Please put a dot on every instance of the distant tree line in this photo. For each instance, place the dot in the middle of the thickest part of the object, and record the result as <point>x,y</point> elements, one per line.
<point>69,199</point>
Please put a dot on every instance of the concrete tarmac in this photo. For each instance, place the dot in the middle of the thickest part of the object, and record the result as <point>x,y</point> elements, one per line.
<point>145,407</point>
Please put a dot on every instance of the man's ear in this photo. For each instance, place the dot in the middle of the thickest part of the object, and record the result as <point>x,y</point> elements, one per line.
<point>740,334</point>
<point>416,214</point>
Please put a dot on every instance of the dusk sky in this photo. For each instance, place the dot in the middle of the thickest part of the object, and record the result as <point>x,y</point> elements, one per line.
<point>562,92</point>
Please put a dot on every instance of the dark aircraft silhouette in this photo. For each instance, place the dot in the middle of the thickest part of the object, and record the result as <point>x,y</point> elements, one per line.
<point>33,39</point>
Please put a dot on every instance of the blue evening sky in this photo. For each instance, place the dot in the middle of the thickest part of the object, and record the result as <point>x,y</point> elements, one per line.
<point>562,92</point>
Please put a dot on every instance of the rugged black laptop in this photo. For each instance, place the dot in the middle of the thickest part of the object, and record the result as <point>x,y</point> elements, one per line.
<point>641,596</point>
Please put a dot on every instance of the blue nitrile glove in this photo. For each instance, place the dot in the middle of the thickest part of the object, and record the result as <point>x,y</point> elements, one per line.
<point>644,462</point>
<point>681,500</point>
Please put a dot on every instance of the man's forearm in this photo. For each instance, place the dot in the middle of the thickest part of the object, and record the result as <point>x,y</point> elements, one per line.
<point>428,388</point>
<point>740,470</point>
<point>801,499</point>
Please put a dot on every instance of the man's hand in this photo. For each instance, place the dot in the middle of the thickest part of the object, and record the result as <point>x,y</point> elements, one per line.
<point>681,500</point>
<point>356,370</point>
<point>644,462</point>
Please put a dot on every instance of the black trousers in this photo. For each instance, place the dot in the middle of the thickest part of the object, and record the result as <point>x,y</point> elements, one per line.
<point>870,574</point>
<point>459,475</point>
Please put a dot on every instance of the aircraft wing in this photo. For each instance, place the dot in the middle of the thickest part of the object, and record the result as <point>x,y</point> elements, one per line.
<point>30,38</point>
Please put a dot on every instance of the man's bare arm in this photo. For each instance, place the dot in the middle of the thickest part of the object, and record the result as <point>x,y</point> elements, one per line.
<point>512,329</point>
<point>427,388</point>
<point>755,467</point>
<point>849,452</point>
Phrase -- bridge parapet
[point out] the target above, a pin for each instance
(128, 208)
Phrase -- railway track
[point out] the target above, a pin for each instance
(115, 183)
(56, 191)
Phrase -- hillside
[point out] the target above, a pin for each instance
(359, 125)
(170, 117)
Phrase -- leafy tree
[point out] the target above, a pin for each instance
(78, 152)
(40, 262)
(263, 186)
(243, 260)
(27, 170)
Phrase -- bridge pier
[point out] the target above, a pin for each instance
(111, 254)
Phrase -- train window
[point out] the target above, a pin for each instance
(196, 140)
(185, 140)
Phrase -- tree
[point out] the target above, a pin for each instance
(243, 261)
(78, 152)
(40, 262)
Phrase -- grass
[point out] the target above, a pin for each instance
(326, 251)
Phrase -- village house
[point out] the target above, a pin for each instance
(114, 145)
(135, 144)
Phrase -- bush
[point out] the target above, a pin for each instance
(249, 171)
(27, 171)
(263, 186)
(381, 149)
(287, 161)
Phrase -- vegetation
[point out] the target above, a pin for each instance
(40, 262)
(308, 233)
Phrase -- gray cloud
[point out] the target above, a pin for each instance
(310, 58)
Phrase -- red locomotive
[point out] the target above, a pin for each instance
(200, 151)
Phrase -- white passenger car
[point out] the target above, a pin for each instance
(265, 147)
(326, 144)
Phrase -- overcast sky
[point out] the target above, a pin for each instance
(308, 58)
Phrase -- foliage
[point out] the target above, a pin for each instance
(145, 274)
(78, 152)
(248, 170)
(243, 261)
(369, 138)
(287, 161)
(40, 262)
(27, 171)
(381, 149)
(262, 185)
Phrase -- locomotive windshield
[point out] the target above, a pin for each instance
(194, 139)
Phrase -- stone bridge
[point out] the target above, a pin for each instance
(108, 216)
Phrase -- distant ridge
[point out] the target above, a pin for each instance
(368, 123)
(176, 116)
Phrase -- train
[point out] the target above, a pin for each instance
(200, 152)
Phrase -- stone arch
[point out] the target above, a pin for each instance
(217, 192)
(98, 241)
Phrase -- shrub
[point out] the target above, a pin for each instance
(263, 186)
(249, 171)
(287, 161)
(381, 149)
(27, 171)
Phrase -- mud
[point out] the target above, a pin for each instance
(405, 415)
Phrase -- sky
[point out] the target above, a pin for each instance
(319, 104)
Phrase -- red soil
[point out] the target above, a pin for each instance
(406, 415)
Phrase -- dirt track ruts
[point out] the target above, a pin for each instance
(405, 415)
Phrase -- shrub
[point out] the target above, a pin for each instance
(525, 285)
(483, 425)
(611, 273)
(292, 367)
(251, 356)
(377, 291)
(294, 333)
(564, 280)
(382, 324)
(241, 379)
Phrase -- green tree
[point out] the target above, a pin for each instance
================================
Job
Write the material out exactly, with nothing left out.

Complete output
Please put a dot on every instance of the distant tree line in this photo. For each instance, place the dot in the middle of the thickest part of the object, and record the result as <point>x,y</point> elements, one per line.
<point>69,199</point>
Please put a dot on every instance of the concrete tarmac in this photo. For each instance, place the dot in the middle of the thickest part of the object, and record the result as <point>x,y</point> elements, one per line.
<point>145,407</point>
Please put a dot on every instance of the man's ear in this photo. For each instance, place the dot in the middle of the thickest part of the object, and record the result as <point>x,y</point> elements, one per line.
<point>740,334</point>
<point>416,214</point>
Please put a dot on every instance of the dusk sky in this photo. For each instance, place the dot in the middle of the thickest part of the object, and record the result as <point>x,y</point> elements, one per line.
<point>562,92</point>
Please put a dot on every instance of the dark aircraft silhouette in this photo. For each instance, place the dot in the middle of the thickest part of the object, and record the result as <point>x,y</point> elements, one per line.
<point>33,39</point>
Please put a dot on every instance of the blue evening sky in this photo. For each instance, place the dot in the middle of the thickest part of the object, and record the result as <point>x,y</point> elements, one per line.
<point>562,92</point>
Please put a dot on every instance of the rugged black laptop in this photo. For each instance, place the dot in the middle of the thickest part of the object, and record the result as <point>x,y</point> elements, one per line.
<point>641,596</point>
Please put a dot on every instance of the blue nitrile glove in this photo. For each instance, place the dot in the middle of the thickest part of the object, and record the result as <point>x,y</point> elements, one per line.
<point>644,462</point>
<point>681,500</point>
Please put a dot on every instance of the man's forearm in this photo. For each instance, place the dot in the middle of the thickest part of the object, and record the result as <point>x,y</point> elements, one per line.
<point>428,388</point>
<point>740,470</point>
<point>801,499</point>
Please put a dot on every instance of the man's hand in this photo. For each instance, place the dot in the middle of the thickest part of the object, and record the result as <point>x,y</point> elements, one per line.
<point>681,500</point>
<point>356,370</point>
<point>644,462</point>
Please put a dot on every instance of the black trousers in this photo. For each instance, place the dot in the middle of the thickest part of the object, and record the result as <point>x,y</point> elements, one per line.
<point>870,574</point>
<point>459,475</point>
Please put a dot on every instance of the aircraft wing in this photo. For each instance, place the dot in the middle of the thickest part of the object, and record the result as <point>x,y</point> elements, one per line.
<point>30,38</point>
Please put a dot on every instance of the man's bare arm in this photo. For each instance, place the dot in the middle of the thickest part of the object, and record the result as <point>x,y</point> elements, one per line.
<point>512,329</point>
<point>427,388</point>
<point>755,467</point>
<point>849,452</point>
Phrase -- bridge parapet
[point out] the target above, a pin for each instance
(128, 208)
Phrase -- railway track
[point out] the target above, a pin for each instance
(115, 183)
(56, 191)
Phrase -- hillside
[point out] the target above, a pin for each instance
(359, 125)
(170, 117)
Phrase -- leafy tree
[point out] the target above, a pin for each instance
(78, 152)
(40, 262)
(263, 186)
(243, 260)
(27, 170)
Phrase -- bridge pier
[point out] the target above, a pin for each instance
(111, 254)
Phrase -- train window
[point out] the target above, a pin for each instance
(196, 140)
(185, 140)
Phrase -- tree
[point out] the target above, a pin for each instance
(243, 261)
(78, 152)
(40, 262)
Phrase -- grass
[point out] the target above, a pin for each instance
(326, 251)
Phrase -- village house
[point out] the target above, a pin for each instance
(114, 145)
(135, 144)
Phrase -- bush
[point out] the target above, a pin for each instance
(249, 171)
(27, 171)
(263, 186)
(381, 149)
(287, 161)
Phrase -- vegetation
[point out] the target above, a pin for each instance
(40, 262)
(308, 233)
Phrase -- gray cloud
[point out] the target above, a pin for each instance
(310, 58)
Phrase -- red locomotive
[point out] the target above, a pin for each instance
(200, 151)
Phrase -- white passenger car
[point out] the target above, a pin for each instance
(265, 147)
(326, 144)
Phrase -- overcast sky
[point out] the target above, a pin for each instance
(308, 58)
Phrase -- foliage
[point out] the target above, a pin for each instance
(145, 274)
(78, 152)
(248, 170)
(243, 261)
(369, 138)
(287, 161)
(40, 262)
(27, 171)
(381, 149)
(262, 185)
Phrase -- locomotive windshield
[point out] the target above, a pin for each instance
(194, 139)
Phrase -- stone bridge
[point out] the target above, a pin for each instance
(108, 216)
Phrase -- distant ridge
[point out] the target above, a pin for each instance
(368, 123)
(176, 116)
Phrase -- train
[point out] the target above, a pin for each instance
(200, 152)
Phrase -- stone arch
[point out] the target above, a pin for each instance
(217, 192)
(98, 241)
Phrase -- shrub
[point out] the target above, a pin for each instance
(263, 186)
(249, 171)
(287, 161)
(381, 149)
(27, 171)
Phrase -- mud
[point out] the target above, a pin for each instance
(405, 415)
Phrase -- sky
[point out] the target above, a pin for each instance
(319, 104)
Phrase -- red soil
[point out] the target above, a pin for each instance
(406, 415)
Phrase -- dirt track ruts
[point out] the target above, a pin for each instance
(405, 415)
Phrase -- shrub
[point out] the target above, a pin for each instance
(525, 285)
(483, 425)
(611, 273)
(292, 367)
(251, 356)
(377, 291)
(294, 333)
(564, 280)
(382, 324)
(241, 379)
Phrase -- green tree
[point out] the target above, a pin for each instance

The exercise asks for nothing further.